» GIVEN DATA

==============================

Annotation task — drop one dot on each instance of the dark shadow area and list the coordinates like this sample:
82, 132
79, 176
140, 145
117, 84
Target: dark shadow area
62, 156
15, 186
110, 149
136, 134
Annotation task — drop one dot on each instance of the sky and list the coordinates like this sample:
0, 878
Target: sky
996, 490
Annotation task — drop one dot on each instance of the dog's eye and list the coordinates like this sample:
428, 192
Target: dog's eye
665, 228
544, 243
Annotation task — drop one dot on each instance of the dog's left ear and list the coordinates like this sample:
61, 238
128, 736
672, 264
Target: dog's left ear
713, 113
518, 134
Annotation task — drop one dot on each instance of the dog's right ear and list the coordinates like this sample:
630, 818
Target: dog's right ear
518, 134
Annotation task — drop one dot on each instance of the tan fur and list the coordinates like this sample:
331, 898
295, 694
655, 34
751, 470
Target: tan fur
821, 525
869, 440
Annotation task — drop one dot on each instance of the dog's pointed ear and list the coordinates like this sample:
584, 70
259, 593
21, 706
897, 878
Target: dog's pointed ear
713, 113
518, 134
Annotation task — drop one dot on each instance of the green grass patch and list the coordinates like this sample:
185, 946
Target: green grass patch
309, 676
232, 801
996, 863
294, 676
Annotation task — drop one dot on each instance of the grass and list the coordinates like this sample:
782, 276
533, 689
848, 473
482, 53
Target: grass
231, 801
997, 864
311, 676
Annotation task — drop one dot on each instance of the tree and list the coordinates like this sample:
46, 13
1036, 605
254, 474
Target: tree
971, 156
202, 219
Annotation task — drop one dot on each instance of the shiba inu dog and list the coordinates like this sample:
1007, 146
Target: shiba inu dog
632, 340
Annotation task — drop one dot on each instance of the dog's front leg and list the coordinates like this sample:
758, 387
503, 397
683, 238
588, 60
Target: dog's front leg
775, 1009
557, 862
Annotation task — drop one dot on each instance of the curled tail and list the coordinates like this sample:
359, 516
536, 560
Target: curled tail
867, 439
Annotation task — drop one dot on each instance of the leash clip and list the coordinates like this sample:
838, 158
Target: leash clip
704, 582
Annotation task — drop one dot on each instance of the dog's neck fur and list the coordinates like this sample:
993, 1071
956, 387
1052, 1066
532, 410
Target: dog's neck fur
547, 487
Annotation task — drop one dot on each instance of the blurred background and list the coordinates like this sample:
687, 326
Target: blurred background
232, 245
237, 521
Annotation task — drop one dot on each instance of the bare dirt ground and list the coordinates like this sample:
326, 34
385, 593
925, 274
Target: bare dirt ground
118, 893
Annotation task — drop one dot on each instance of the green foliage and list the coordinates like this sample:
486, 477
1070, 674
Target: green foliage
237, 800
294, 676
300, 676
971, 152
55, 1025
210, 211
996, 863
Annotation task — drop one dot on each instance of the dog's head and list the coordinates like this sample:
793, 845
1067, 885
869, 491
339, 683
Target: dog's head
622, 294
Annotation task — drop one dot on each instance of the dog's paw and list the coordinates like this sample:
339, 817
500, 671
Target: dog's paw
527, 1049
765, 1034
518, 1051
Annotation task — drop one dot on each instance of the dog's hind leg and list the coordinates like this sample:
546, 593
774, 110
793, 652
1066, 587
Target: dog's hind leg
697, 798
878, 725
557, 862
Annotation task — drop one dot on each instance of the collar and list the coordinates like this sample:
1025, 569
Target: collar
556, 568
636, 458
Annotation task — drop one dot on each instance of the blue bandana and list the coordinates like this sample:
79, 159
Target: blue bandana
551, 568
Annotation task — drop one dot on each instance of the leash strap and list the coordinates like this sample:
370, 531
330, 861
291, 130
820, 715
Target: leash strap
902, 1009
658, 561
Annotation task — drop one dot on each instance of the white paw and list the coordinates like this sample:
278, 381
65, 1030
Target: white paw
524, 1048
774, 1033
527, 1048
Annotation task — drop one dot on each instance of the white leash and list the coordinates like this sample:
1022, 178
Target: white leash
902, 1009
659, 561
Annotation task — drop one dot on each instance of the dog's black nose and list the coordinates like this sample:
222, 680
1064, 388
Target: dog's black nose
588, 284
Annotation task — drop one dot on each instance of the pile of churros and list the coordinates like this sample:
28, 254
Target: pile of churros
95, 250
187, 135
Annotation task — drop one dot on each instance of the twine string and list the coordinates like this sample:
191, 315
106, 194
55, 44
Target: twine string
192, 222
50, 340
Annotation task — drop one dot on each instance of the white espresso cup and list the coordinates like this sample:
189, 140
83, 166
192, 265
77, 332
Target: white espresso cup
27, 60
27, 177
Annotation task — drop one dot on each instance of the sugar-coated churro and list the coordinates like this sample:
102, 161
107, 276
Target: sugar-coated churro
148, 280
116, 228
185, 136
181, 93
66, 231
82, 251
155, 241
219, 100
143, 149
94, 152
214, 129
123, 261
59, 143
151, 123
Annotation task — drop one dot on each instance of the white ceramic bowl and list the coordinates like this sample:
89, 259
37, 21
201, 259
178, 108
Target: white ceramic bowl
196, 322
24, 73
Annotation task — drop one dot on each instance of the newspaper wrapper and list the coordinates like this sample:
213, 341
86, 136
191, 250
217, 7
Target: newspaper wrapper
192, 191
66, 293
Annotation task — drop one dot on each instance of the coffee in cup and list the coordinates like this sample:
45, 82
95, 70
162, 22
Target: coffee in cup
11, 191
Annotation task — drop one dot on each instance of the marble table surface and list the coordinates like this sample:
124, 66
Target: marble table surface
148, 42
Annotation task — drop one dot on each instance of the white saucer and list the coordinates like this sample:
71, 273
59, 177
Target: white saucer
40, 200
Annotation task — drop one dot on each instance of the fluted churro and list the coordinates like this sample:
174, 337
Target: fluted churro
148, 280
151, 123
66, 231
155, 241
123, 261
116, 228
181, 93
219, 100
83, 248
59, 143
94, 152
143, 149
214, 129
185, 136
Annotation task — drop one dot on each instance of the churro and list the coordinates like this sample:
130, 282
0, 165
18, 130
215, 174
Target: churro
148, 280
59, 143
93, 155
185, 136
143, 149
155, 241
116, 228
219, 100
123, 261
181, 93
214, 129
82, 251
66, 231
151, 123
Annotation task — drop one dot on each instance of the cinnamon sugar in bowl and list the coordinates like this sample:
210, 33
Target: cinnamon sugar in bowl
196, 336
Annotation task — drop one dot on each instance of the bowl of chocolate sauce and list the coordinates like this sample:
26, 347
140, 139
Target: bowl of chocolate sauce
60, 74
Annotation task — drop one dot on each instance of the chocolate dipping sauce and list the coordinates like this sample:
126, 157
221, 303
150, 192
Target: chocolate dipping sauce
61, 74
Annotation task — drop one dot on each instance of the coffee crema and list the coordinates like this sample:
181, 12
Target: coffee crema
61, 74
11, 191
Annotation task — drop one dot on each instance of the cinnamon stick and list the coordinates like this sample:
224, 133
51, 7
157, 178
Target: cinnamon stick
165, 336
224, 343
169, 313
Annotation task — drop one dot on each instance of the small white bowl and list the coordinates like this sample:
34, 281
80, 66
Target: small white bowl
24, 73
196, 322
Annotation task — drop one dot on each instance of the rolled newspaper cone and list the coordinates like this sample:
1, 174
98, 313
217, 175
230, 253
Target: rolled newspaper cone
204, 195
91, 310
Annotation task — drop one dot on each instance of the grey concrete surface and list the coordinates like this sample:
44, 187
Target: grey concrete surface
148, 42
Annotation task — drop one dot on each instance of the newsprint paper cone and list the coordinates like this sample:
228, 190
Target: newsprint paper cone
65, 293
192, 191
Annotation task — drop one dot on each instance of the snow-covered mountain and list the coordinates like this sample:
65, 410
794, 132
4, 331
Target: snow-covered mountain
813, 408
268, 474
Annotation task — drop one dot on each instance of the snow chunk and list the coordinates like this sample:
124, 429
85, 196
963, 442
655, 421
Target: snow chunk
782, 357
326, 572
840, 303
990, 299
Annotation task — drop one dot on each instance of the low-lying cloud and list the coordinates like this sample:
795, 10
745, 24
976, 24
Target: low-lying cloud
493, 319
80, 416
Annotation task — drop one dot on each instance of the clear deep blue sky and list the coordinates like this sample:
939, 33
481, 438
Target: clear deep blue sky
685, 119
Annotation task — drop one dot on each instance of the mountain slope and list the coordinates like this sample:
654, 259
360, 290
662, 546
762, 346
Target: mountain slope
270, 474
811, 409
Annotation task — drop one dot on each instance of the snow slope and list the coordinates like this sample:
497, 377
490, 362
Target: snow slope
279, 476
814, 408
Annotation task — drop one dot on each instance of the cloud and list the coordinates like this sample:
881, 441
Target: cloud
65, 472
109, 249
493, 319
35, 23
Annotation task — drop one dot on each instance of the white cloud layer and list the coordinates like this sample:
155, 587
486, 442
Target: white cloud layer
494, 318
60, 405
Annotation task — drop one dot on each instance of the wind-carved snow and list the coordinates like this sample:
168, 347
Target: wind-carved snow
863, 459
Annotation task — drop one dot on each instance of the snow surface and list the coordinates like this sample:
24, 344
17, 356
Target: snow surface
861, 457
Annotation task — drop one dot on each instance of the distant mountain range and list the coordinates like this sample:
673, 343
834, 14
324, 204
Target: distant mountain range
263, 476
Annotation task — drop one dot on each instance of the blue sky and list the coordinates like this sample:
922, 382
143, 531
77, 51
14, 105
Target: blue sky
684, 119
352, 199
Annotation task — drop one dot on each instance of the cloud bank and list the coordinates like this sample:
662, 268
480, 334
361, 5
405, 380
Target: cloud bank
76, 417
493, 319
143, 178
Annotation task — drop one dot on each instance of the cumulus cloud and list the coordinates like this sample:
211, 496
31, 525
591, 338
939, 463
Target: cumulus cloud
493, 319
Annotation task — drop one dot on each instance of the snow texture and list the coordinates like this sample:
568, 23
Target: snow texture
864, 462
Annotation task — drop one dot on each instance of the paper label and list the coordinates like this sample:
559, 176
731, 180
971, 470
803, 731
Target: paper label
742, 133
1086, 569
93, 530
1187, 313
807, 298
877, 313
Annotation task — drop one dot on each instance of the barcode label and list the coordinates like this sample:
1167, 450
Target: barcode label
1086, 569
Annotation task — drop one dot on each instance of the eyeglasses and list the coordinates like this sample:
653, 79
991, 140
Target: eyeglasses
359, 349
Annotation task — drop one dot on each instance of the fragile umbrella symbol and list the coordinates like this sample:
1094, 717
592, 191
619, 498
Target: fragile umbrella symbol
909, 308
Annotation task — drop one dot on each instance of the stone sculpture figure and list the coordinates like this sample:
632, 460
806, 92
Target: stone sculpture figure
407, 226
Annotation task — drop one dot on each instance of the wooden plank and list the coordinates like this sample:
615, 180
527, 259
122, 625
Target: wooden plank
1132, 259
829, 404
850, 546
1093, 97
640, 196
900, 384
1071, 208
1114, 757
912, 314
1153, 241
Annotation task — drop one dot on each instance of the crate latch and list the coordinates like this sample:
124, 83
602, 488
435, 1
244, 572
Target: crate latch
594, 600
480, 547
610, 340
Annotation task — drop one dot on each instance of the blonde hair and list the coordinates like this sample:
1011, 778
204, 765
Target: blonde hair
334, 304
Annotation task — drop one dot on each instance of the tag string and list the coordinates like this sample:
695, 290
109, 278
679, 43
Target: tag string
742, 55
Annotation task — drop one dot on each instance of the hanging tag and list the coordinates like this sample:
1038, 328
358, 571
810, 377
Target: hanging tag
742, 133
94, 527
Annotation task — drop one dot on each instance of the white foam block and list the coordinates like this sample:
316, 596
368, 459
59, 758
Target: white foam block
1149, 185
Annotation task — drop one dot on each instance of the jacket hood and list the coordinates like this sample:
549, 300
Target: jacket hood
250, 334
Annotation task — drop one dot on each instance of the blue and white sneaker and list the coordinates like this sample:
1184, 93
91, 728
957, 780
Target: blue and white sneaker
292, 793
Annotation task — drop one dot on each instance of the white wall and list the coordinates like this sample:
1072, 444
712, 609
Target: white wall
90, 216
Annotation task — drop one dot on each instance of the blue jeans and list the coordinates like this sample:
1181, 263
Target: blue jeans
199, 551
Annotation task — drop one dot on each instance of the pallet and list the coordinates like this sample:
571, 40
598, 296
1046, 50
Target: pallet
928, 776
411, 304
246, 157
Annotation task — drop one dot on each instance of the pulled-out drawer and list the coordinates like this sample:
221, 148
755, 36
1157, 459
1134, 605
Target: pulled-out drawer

==============================

Could you print the material again, character for character, from the line containing "of the hanging" up to and including its final line?

» ANSWER IN FULL
Annotation task — drop one dot on each instance of the hanging tag and list the coordinates like this sample:
1038, 328
358, 571
810, 377
Target: hanging tag
742, 133
94, 527
Annotation task — drop one dot on each instance of the white foam block and list the coordinates like this sample:
316, 596
368, 459
59, 758
Target: white foam block
1149, 185
Annotation task — drop one dot on each instance of the jacket hood and list the coordinates like this sample:
549, 300
Target: jacket hood
250, 334
Annotation task — drop one dot on each instance of the blue and white sneaker and list the coordinates like this sample:
1184, 93
91, 728
957, 780
Target: blue and white sneaker
292, 793
Annotation task — drop one dot on each instance of the white wall and list the coordinates like this sample:
1072, 444
712, 609
Target: white wall
90, 216
Annotation task — drop one dot on each instance of the blue jeans and list the coordinates like this sample:
1181, 263
Target: blue jeans
199, 551
Annotation task — drop one dot on each instance of the pallet and list the coordinates like this sample:
571, 40
598, 296
1046, 50
Target: pallet
928, 776
411, 304
246, 157
Annotation task — drop one dot on each instance of the pulled-out drawer and list the coordinates like this sample:
221, 148
755, 36
1157, 459
1134, 605
Target: pulled-out drawer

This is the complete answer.